• **CHALLENGE**:
Copy out every one of the items below word for word, with no line changed or left out.

• **SUPPLIED DATA**:
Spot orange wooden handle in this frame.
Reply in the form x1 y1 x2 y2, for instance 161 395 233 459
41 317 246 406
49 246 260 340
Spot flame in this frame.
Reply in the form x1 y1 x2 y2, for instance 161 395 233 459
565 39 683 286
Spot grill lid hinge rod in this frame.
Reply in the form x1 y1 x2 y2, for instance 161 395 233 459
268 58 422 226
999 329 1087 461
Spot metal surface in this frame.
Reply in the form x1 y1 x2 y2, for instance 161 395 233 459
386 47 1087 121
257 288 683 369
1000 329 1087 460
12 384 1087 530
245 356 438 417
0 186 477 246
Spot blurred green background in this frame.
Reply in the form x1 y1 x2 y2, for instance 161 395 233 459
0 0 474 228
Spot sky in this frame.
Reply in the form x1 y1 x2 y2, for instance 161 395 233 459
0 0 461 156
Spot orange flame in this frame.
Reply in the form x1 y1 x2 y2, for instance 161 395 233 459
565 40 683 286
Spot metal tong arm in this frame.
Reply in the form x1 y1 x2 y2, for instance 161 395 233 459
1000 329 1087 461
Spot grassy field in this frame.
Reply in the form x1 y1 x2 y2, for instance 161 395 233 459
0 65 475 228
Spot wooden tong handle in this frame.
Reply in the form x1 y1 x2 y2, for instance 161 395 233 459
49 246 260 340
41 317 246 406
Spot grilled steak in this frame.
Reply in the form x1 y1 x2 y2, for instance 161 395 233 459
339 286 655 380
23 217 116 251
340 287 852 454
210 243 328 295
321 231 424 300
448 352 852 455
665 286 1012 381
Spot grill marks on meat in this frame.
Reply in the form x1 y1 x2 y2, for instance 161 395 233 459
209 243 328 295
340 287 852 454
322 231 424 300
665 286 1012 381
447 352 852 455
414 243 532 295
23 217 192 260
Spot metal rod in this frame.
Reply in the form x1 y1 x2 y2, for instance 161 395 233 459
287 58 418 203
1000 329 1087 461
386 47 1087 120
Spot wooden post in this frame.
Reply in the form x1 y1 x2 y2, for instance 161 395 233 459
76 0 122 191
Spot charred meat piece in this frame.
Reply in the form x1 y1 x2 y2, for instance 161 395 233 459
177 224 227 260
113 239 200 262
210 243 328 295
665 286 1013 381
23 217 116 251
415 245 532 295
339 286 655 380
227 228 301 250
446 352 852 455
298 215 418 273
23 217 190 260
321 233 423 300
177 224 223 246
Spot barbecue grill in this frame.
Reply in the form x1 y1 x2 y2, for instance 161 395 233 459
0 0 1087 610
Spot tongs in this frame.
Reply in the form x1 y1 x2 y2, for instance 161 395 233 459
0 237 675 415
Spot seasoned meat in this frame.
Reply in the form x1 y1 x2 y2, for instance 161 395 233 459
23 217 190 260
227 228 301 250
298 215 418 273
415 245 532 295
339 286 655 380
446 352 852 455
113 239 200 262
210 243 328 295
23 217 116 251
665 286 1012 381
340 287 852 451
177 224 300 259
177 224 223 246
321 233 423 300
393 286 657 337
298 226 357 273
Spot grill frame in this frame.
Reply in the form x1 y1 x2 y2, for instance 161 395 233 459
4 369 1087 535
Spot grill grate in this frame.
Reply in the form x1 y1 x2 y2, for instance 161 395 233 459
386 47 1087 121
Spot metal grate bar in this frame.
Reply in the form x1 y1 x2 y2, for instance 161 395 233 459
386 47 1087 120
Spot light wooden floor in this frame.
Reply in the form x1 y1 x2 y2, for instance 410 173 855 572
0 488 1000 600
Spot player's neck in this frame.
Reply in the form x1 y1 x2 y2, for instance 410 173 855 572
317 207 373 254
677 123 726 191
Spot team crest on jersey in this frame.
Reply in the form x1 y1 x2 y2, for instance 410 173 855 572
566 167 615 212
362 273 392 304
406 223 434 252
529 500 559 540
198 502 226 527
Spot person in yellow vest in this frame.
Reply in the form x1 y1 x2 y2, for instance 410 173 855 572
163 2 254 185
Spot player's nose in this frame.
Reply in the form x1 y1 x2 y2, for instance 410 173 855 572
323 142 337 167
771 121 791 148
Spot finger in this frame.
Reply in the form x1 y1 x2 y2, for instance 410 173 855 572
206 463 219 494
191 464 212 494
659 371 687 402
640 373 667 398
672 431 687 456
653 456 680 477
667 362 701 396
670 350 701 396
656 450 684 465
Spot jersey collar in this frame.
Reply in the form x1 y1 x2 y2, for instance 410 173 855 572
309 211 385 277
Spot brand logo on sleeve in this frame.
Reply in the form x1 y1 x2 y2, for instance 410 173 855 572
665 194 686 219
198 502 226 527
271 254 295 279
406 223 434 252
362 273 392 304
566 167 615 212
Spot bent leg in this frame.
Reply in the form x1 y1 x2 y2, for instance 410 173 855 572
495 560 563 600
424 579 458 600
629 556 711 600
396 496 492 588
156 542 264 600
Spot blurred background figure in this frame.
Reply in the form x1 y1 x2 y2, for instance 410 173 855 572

• **RESPONSE FOR THIS EXERCISE**:
Spot orange wooden handle in this frame.
Reply in the form x1 y1 x2 y2, for instance 161 395 233 459
41 317 246 406
49 246 260 340
Spot flame in this frame.
Reply in the form x1 y1 x2 y2, for instance 161 395 233 459
565 39 683 286
Spot grill lid hinge rod in this frame.
Reply in the form x1 y1 x2 y2, for instance 161 395 233 459
268 58 422 226
999 329 1087 461
Spot metal surface in this frame.
Reply in the form x1 y1 x2 y2, for instance 161 395 233 459
386 47 1087 121
257 288 683 369
1000 329 1087 460
12 384 1087 530
245 356 438 417
0 186 477 246
Spot blurred green background in this frame.
Reply in the form x1 y1 x2 y2, for instance 161 395 233 459
0 0 474 228
Spot sky in this frame.
Reply in the form x1 y1 x2 y2, for instance 161 395 233 459
0 0 461 156
Spot orange flame in this frame.
Reply in the form x1 y1 x2 y2, for instance 161 395 233 459
565 40 683 286
Spot metal tong arm in this frame.
Reply in the form x1 y1 x2 y2, for instance 161 395 233 459
1000 329 1087 461
Spot grassy field in this frame.
Reply in the form x1 y1 x2 y2, for instance 161 395 233 459
0 65 475 228
Spot wooden tong handle in this frame.
Reply in the form x1 y1 x2 y2, for instance 161 395 233 459
49 246 260 340
41 317 246 406
Spot grilled steak in this frame.
Reply in the form x1 y1 x2 y2, for instance 161 395 233 459
339 286 655 380
23 217 116 251
340 287 852 454
210 243 328 295
321 231 424 300
448 352 852 455
665 286 1012 381
Spot grill marks on meat in this frame.
Reply in the form x1 y1 x2 y2, for instance 161 395 233 459
209 243 328 295
340 287 852 454
322 231 424 300
665 286 1012 381
447 352 852 455
414 243 532 295
23 217 192 260
Spot metal rod in this frame.
Reply in the form x1 y1 x2 y2, for instance 161 395 233 459
287 58 418 203
1000 329 1087 461
386 47 1087 120
Spot wooden post in this frame.
Reply in the form x1 y1 x2 y2, for instance 161 395 233 459
76 0 122 191
Spot charred meat piece in this frame.
Reply in the form x1 y1 x2 y2, for instance 161 395 233 459
177 224 227 260
113 239 200 262
210 243 328 295
665 286 1013 381
23 217 116 251
415 245 532 295
339 286 655 380
227 228 301 250
446 352 852 455
298 215 418 273
23 217 190 260
321 233 423 300
177 224 223 246
Spot barbecue grill in this frame.
Reply in the form x1 y1 x2 y2, for instance 161 395 233 459
0 0 1087 610
Spot tongs in this frame.
Reply in the form x1 y1 x2 y2, for instance 161 395 233 459
0 237 675 415
Spot seasoned meat in this frame.
Reply in the form x1 y1 x2 y2, for instance 161 395 233 459
23 217 190 260
227 228 301 250
298 215 418 273
415 245 532 295
339 286 655 380
446 352 852 455
113 239 200 262
210 243 328 295
23 217 116 251
665 286 1012 381
340 287 852 451
177 224 300 259
177 224 223 246
321 233 423 300
393 286 657 337
298 226 357 273
Spot grill frame in this frame.
Reply in the form x1 y1 x2 y2, for instance 161 395 233 459
4 369 1087 535
Spot grill grate in this frame.
Reply in the form x1 y1 x2 y2, for instance 161 395 233 459
386 47 1087 121
Spot metal grate bar in this frame.
Reply in the form x1 y1 x2 y2, for instance 161 395 233 459
386 47 1087 120
Spot light wooden floor in this frame.
Reply in the form x1 y1 x2 y2, for instance 410 173 855 572
0 488 1000 600
Spot player's neck in this frame.
Reply in the form x1 y1 x2 y2, for instance 410 173 855 572
317 207 373 254
677 123 726 191
Spot team crest on jersey in this frame.
Reply in the form x1 y1 x2 y2, for instance 410 173 855 572
566 167 615 212
362 273 392 304
406 223 434 252
529 500 559 540
198 502 226 527
Spot person in yellow vest in this frame.
Reply in the form x1 y1 x2 y2, for instance 410 173 855 572
163 2 254 185
Spot player's nose in this frame.
Reply in the form x1 y1 x2 y2, for instance 410 173 855 572
323 142 337 167
771 121 791 148
Spot finger in this frame.
Reply in the form x1 y1 x2 y2, for instance 410 173 855 572
206 463 219 494
191 464 212 494
659 371 687 402
640 373 667 398
672 431 687 456
653 456 680 477
667 362 701 396
670 350 701 396
656 450 684 465
Spot jersey collar in this frame.
Reply in the form x1 y1 x2 y2, for instance 410 173 855 572
309 211 385 277
Spot brand logo on sleeve in this frame.
Reply in the form x1 y1 x2 y2, for instance 410 173 855 572
665 194 686 219
198 502 226 527
271 254 295 279
406 223 434 252
362 273 392 304
566 167 615 212
Spot bent leg in this frame.
Reply in the form x1 y1 x2 y2, for instance 410 173 855 572
495 560 563 600
424 579 458 600
629 556 711 600
396 496 492 588
156 542 264 600
Spot blurred background figure in this frame.
Reply in the form x1 y1 x2 y2, for instance 410 173 855 572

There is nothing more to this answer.